** Prompt **
Find every word ending in "-ly" in the passage on Syriza below, and list them in the order they appear.

** Selected extract **
====================

This article therefore argues that revolutionaries need to concentrate on building extra-parliamentary mobilisation to shape politics, including electoral politics, with the goal of smashing the capitalist state and seizing state power for the working class and the oppressed. Moreover, understanding the weaknesses which gave rise to the failure of Syriza should not preclude learning from the success of this new left reformism. Syriza’s ability to emerge as a mass left party and its call for a government of the left implied strongly that mass unity and the struggle for a concrete and radical strategic alternative can become popular. Yet that popularity can ebb away as the seizure of power is not combined with a mass movement from below that is self-conscious and prepared to confront the institutions of the ruling class directly and decisively.

====================

** Data extract **
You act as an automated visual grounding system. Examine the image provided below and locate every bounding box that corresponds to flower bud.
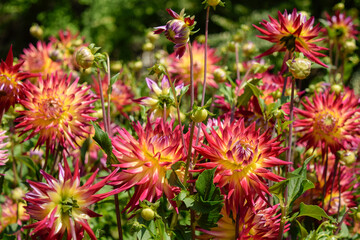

====================

** Output of the exercise **
strongly, directly, decisively